> **Records provided**:
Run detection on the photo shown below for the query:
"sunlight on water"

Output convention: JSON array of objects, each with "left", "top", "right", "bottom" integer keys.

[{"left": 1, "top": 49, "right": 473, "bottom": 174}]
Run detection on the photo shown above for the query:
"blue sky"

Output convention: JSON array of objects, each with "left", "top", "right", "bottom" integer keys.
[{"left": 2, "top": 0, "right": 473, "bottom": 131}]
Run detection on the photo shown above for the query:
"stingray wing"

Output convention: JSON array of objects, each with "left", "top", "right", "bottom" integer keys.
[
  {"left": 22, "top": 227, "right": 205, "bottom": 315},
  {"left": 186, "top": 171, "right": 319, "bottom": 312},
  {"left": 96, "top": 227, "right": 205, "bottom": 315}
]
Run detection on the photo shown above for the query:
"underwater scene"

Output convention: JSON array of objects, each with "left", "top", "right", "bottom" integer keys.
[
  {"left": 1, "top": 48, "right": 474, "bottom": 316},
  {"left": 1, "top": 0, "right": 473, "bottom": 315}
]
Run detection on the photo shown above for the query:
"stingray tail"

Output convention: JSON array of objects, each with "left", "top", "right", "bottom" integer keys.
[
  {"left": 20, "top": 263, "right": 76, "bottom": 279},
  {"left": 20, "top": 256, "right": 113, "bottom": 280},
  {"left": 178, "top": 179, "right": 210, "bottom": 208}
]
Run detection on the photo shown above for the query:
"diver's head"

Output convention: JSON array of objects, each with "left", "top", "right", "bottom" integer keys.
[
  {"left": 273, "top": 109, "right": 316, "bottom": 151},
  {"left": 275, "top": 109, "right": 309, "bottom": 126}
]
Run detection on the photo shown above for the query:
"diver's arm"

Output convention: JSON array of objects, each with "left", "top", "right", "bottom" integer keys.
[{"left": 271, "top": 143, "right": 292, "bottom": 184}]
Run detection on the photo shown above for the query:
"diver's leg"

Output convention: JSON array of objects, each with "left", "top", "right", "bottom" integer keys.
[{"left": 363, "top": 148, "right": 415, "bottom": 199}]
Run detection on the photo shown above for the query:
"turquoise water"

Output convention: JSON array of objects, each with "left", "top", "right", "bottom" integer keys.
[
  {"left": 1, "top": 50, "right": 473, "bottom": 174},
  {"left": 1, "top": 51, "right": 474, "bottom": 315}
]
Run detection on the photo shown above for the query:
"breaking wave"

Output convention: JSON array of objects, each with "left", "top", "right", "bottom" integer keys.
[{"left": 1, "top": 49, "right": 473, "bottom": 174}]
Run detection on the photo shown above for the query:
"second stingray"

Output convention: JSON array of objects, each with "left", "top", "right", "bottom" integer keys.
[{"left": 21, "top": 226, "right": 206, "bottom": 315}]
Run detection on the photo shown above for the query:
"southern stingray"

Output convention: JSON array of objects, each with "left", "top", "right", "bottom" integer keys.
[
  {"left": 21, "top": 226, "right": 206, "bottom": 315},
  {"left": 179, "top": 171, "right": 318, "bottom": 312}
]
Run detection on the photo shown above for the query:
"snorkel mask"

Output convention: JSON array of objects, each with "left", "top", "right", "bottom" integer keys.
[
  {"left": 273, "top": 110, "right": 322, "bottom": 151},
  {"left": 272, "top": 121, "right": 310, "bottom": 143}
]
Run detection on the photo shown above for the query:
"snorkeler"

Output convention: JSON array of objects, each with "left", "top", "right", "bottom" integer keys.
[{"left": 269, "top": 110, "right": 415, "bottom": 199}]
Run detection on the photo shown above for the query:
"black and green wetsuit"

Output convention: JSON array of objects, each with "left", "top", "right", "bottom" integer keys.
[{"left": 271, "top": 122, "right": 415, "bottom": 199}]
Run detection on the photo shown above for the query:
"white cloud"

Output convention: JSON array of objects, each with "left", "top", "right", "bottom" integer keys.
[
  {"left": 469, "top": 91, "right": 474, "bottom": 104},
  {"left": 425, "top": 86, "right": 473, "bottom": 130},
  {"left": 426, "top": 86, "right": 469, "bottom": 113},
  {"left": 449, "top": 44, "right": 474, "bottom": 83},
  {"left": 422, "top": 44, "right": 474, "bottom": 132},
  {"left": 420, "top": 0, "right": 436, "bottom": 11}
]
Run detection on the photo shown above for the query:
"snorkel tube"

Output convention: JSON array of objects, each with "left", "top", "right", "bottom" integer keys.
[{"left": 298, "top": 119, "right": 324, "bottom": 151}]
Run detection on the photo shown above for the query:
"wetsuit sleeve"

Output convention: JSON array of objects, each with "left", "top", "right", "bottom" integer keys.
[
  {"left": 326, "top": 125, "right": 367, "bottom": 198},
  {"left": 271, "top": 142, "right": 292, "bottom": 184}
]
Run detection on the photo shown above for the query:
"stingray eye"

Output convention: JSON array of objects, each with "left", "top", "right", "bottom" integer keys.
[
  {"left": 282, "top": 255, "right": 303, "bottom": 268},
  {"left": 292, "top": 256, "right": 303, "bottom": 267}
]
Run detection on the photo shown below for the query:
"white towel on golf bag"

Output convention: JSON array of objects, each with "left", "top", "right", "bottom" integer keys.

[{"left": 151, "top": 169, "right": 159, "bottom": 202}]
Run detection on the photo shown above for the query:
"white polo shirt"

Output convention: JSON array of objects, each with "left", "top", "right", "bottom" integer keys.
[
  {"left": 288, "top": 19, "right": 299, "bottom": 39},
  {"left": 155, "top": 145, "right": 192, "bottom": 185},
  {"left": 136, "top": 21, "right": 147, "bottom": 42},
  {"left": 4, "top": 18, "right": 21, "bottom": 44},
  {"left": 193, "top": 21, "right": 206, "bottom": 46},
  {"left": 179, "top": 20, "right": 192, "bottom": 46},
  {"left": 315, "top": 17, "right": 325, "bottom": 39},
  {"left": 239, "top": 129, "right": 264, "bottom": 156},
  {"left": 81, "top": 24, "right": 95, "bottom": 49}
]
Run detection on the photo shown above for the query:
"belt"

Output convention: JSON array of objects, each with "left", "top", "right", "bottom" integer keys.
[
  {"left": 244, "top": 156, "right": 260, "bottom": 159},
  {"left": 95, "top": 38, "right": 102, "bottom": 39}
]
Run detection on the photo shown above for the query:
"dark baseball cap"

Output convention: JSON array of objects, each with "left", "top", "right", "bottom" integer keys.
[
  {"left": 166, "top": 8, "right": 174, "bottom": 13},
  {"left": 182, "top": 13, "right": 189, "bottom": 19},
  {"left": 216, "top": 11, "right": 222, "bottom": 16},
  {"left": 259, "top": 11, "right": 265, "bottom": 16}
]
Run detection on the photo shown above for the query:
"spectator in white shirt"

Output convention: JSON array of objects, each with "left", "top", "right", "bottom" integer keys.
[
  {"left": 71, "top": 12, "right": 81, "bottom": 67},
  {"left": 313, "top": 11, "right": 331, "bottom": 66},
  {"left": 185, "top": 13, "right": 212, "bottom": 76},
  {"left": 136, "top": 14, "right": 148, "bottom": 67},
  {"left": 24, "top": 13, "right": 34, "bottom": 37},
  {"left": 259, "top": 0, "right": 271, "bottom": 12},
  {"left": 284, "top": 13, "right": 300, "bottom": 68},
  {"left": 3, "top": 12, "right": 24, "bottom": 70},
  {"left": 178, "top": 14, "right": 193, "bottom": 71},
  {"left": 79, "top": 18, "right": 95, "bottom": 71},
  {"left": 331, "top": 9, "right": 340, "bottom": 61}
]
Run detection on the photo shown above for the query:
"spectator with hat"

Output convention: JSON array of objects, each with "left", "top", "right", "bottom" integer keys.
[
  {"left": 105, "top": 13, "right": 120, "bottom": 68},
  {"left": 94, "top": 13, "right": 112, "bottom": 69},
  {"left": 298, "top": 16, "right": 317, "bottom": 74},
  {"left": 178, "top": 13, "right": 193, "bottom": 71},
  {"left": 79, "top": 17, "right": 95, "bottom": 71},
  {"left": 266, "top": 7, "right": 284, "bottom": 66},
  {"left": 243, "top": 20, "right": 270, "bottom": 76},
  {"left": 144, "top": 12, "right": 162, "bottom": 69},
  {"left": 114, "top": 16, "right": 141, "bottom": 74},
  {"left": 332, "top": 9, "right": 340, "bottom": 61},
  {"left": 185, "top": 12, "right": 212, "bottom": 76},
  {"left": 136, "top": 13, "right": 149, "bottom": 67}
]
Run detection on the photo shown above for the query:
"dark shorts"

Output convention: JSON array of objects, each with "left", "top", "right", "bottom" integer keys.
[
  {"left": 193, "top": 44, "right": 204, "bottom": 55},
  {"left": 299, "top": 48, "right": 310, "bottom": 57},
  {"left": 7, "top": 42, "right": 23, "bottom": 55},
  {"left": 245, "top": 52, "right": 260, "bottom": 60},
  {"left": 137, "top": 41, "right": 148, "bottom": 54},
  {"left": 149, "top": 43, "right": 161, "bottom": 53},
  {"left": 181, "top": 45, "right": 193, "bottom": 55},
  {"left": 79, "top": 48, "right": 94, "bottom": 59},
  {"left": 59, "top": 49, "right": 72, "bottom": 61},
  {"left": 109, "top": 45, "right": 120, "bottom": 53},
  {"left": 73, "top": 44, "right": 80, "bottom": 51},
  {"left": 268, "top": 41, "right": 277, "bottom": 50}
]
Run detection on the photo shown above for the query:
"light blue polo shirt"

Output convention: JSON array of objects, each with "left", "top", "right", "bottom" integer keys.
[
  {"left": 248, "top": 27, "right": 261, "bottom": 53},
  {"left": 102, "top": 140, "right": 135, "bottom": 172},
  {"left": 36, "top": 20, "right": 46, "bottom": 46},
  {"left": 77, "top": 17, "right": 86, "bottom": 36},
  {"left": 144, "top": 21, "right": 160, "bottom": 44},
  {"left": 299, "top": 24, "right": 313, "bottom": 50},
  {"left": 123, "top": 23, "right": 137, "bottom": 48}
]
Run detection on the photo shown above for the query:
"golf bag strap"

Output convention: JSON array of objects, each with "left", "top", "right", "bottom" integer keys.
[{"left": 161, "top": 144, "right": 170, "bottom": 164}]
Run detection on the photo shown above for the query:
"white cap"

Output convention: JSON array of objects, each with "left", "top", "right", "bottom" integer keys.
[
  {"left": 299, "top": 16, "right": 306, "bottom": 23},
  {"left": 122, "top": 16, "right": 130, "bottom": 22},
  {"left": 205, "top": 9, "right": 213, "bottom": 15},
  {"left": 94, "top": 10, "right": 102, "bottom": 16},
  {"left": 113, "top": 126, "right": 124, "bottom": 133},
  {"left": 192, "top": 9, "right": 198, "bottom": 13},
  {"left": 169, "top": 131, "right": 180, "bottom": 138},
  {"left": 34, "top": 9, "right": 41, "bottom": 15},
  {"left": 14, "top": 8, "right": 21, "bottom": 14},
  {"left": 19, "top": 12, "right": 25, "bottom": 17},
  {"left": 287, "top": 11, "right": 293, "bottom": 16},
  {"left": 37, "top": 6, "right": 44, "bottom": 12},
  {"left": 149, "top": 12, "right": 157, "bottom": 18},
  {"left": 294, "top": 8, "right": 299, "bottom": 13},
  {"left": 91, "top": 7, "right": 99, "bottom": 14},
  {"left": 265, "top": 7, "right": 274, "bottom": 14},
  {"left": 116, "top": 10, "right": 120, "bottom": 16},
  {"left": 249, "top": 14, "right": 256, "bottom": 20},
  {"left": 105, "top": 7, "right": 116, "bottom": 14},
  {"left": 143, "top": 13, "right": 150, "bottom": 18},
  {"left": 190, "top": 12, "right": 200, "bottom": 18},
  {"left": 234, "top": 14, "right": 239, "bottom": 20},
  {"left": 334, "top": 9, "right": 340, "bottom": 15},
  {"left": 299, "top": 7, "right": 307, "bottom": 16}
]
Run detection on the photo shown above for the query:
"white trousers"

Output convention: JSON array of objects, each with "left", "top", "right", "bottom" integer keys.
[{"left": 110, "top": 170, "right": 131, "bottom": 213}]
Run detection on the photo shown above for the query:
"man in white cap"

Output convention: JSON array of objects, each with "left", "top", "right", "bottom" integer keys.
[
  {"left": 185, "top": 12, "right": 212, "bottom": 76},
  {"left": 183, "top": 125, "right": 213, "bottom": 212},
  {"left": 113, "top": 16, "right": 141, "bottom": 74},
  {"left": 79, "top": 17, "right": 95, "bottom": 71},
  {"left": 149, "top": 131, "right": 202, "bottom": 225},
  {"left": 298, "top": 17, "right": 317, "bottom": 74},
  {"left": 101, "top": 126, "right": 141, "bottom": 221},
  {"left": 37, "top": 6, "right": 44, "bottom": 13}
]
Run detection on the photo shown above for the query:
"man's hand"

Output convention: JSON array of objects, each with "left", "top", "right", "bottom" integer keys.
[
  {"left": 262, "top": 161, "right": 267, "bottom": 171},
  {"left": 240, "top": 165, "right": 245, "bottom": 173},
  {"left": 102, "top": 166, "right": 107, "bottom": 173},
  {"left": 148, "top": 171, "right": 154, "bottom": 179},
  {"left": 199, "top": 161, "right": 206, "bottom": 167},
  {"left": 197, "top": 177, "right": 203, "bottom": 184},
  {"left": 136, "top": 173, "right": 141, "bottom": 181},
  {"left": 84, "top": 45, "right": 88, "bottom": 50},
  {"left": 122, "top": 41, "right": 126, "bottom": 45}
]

> **Exercise aim**: Extract every line above that contains the word "shirt".

> **Expected answer**:
"white polo shirt"
"spectator in white shirt"
"light blue polo shirt"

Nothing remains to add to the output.